DIRECTION: Return the records below from the line containing "Each returned point MUST lie on the matching black" onward, exactly, through and including the last line.

═══ RECORDS SHOWN

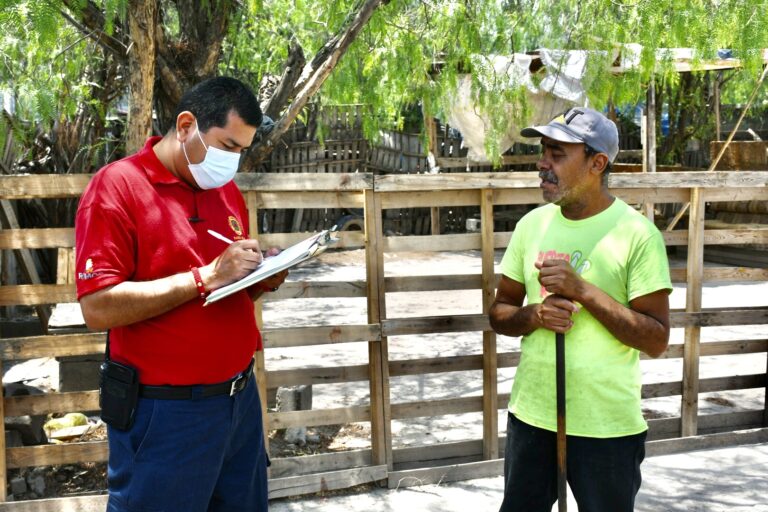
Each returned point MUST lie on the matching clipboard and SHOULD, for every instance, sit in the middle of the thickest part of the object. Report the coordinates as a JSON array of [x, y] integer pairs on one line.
[[290, 257]]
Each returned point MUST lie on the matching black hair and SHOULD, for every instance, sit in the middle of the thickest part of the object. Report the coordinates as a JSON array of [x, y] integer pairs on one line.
[[213, 99], [590, 151]]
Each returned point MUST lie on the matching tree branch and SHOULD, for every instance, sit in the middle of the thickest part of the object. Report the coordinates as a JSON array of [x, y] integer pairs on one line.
[[312, 78], [91, 24], [285, 88]]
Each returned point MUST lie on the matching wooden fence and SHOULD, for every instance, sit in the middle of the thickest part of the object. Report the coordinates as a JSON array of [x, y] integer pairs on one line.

══════

PROBLEM SOLUTION:
Each returned point MUST lie on the matching black hair and SHOULD, for every instance, sit in the middle of the thickest part of the object. Report the coordinates as a JSON array of [x, y] integer pairs on one line.
[[213, 99], [590, 151]]
Each returned point MUST lie on the matching tree branch and SHOULD, for every instance, sit in the middle of the thickest part of the object. Report the coordinates as a JSON array of [x, y] integer pairs on one line.
[[312, 78], [91, 24], [285, 88]]
Each returned point MUST lie on the matching wooden fence and SHOULD, for every instance, sit in the middle of the thickest part of the object. Report the coordinates as a JSON array of [x, y] integer pairs on one line.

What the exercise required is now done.